- EXERCISE DESCRIPTION -
Copy the lines below verbatim, but only from the line containing "Question. The photo above holds the white wooden" through the end of the data.

====== RECORDED INFORMATION

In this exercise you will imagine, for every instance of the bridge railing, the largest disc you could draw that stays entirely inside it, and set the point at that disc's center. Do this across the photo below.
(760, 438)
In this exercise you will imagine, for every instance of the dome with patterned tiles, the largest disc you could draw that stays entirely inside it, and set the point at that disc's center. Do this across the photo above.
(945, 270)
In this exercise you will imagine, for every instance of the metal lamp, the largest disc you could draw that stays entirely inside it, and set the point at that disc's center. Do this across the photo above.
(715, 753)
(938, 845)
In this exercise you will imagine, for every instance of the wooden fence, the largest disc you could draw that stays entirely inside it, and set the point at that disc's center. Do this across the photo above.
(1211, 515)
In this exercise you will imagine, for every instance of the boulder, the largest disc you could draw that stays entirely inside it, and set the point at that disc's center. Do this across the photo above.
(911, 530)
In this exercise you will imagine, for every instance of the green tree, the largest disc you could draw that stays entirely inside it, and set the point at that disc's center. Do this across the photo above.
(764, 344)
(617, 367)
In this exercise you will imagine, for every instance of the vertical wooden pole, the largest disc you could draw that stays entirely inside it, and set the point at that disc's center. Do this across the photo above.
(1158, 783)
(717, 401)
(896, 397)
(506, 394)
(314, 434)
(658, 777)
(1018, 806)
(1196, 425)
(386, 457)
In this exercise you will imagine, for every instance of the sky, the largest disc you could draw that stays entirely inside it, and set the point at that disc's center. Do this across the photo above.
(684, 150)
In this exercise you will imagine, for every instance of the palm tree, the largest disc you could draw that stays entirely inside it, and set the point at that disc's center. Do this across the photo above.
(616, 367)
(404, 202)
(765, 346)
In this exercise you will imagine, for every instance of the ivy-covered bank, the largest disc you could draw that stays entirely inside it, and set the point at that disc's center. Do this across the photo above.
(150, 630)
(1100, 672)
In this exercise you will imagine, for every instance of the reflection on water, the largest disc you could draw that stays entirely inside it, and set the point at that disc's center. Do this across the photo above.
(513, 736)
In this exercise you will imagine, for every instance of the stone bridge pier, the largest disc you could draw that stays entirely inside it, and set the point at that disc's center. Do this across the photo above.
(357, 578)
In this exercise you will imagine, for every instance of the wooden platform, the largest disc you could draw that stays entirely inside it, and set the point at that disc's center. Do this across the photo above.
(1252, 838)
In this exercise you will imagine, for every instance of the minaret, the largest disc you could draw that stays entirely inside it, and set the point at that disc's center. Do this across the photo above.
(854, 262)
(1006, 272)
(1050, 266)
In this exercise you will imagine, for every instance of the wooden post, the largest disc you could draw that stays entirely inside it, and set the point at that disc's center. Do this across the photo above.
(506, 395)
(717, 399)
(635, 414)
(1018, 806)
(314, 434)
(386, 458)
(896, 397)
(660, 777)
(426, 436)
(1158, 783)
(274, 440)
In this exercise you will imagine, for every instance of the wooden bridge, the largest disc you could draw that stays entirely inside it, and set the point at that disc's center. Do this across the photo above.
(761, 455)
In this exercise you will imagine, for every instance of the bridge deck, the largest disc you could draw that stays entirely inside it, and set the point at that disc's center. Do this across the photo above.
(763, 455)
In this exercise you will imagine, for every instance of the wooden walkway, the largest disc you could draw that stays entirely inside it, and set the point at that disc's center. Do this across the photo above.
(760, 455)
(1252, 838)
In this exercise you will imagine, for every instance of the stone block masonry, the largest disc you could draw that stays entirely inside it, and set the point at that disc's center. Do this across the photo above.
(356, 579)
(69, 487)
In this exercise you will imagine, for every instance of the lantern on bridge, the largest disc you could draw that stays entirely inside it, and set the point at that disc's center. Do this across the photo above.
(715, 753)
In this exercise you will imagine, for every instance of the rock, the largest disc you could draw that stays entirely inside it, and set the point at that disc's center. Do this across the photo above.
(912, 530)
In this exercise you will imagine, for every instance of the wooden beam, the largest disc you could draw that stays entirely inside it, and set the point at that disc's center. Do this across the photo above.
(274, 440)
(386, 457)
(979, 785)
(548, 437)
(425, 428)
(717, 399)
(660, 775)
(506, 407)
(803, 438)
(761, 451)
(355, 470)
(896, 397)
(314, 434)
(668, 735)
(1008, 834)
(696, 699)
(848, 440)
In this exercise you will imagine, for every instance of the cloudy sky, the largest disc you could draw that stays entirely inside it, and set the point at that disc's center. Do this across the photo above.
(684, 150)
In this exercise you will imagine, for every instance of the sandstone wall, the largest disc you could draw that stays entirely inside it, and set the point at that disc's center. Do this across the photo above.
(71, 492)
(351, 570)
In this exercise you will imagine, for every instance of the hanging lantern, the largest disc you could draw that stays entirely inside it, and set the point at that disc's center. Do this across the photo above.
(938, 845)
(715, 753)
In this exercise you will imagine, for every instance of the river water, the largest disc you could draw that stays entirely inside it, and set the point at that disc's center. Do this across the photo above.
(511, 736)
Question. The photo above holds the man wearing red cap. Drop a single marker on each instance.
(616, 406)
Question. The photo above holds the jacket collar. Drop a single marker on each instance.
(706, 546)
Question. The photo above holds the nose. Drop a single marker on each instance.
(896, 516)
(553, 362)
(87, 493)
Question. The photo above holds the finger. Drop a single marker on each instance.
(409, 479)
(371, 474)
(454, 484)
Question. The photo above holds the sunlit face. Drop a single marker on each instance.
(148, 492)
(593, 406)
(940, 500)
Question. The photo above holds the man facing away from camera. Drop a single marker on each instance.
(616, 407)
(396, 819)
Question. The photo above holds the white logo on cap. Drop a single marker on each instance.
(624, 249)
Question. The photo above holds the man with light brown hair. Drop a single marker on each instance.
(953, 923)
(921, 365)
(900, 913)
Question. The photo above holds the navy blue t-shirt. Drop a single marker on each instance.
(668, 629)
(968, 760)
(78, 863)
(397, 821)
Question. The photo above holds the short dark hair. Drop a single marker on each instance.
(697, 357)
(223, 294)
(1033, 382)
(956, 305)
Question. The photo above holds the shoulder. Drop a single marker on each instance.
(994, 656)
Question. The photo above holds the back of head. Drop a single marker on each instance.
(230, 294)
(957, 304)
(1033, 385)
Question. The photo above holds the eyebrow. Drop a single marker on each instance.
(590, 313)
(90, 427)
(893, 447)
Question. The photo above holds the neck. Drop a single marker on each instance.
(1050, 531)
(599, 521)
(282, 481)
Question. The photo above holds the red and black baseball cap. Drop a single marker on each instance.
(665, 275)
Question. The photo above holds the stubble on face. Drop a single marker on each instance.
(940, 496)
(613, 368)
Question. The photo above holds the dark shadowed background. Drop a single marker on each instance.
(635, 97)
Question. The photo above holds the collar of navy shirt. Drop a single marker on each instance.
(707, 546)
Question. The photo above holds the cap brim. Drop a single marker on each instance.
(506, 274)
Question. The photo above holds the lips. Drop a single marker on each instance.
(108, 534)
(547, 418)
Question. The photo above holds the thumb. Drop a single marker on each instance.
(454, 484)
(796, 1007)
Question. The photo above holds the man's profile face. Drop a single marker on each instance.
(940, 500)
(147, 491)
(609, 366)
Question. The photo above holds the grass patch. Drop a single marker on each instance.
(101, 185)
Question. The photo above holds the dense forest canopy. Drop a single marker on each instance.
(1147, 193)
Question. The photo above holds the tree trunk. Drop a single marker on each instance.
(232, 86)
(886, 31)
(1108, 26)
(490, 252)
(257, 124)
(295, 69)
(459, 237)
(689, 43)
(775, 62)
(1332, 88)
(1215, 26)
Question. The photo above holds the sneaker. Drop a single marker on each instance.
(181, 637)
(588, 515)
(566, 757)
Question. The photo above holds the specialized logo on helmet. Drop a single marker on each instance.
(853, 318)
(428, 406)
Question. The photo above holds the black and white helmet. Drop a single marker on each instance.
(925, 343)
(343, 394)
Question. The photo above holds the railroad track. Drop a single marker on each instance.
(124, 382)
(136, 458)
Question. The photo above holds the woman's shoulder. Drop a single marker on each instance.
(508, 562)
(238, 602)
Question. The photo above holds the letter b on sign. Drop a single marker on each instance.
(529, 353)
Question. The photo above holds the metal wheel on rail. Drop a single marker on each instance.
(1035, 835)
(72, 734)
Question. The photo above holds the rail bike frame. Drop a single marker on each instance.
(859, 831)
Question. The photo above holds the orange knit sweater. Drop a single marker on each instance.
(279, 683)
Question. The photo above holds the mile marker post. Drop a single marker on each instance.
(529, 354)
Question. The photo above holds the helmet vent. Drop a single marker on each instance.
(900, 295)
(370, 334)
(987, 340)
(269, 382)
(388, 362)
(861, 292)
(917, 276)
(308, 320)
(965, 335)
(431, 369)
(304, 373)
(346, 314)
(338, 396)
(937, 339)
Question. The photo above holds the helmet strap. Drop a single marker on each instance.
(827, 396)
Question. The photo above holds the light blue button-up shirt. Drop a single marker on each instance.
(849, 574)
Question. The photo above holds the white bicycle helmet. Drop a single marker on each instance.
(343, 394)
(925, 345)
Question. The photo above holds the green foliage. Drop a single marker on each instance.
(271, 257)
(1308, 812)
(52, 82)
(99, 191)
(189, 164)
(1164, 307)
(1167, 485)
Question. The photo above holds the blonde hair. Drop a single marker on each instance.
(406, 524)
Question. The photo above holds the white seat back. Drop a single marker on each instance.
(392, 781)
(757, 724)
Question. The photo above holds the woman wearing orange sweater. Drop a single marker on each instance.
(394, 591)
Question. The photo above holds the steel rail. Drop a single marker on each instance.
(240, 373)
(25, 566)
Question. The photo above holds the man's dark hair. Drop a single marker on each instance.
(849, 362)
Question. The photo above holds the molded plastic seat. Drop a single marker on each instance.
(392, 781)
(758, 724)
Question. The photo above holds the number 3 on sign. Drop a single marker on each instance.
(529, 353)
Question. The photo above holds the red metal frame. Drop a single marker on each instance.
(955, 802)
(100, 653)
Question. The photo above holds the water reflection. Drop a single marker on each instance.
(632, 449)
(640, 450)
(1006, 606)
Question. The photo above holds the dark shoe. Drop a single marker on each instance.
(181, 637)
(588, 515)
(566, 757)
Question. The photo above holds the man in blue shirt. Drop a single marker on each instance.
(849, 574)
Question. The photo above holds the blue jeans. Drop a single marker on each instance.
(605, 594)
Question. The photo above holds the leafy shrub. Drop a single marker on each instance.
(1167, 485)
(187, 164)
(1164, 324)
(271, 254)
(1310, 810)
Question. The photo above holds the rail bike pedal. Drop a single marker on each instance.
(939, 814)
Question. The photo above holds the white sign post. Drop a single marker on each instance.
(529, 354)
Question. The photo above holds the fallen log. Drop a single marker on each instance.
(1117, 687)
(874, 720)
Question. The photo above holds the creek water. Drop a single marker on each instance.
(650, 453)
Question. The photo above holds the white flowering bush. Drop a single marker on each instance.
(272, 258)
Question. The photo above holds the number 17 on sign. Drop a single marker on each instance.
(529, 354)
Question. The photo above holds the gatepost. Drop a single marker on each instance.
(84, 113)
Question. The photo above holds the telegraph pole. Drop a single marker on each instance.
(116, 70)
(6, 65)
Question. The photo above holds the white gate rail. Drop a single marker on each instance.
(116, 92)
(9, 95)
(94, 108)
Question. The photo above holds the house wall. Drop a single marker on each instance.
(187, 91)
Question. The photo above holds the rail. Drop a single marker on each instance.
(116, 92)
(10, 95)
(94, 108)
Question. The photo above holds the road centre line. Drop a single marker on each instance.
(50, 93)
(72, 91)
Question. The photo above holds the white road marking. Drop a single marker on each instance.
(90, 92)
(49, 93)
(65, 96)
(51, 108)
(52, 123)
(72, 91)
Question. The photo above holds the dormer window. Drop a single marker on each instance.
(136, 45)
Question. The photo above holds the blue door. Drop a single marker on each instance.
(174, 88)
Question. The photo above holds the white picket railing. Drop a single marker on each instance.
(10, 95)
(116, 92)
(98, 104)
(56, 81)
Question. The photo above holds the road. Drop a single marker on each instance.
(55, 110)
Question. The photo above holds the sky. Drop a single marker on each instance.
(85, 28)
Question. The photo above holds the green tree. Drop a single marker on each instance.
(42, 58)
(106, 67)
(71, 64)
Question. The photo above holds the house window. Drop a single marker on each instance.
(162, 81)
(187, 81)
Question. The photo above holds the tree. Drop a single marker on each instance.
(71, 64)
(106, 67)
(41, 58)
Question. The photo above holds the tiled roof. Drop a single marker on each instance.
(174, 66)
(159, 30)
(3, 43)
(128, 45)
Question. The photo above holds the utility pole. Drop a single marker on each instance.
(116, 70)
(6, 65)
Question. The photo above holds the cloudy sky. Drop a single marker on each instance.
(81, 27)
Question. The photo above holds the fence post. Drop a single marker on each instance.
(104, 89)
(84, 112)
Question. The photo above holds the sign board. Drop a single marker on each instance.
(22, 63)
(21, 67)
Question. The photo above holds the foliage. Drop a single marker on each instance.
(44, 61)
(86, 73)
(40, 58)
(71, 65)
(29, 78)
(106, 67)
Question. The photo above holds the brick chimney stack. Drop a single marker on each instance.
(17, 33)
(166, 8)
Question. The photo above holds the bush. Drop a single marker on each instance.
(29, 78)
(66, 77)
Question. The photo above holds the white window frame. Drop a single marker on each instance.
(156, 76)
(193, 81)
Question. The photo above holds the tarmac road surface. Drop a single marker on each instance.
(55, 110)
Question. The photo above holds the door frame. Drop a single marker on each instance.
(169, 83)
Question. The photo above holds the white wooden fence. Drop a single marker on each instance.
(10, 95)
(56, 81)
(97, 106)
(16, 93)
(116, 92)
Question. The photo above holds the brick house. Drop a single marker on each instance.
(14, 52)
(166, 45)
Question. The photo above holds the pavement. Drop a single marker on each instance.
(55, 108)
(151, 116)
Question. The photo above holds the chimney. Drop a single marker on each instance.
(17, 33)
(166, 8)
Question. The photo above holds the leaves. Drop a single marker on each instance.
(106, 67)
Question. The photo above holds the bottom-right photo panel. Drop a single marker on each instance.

============

- YOUR RESPONSE -
Question. The photo above holds the white wooden fence. Drop a single marker on each instance.
(10, 95)
(56, 81)
(97, 106)
(16, 93)
(116, 92)
Question. The photo above holds the brick house. Drop a single marker on each instance.
(14, 52)
(166, 45)
Question. The photo above holds the pavement. Drop a single marker on each instance.
(55, 108)
(151, 116)
Question. The photo above holds the chimney. Drop a single marker on each instance.
(17, 33)
(166, 8)
Question. The photo above holds the leaves. Drop a single marker on each instance.
(106, 67)
Question. The photo above holds the bottom-right photo panel. Drop a single marker on each instance.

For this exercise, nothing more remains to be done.